=== Section Start ===

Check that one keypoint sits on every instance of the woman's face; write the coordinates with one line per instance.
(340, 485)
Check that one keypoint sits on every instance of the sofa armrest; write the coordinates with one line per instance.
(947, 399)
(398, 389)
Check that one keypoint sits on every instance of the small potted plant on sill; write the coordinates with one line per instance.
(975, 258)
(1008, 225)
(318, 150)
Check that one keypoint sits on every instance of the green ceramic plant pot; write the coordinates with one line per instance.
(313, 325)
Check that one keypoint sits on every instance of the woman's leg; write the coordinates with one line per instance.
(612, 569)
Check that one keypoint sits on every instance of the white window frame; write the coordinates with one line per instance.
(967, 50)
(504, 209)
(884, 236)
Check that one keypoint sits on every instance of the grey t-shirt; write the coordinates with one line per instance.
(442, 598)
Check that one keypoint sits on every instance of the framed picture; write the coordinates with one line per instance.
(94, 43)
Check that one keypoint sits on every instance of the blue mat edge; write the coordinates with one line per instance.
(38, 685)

=== Section End ===

● Task to carry out
Your response should hold only an exact copy of the lines above, from the one containing "Check that one keypoint sits on every instance of the grey" through the end of the entries.

● Answer to this exercise
Check that one keypoint sits on every instance of the grey t-shirt; write the coordinates with one line per instance.
(442, 598)
Check that one keypoint sits on every instance of the framed picture; write the coordinates with one line per instance.
(94, 43)
Check that one keypoint sits on every instance of the blue mat edge; write the coordinates with one line per instance.
(38, 685)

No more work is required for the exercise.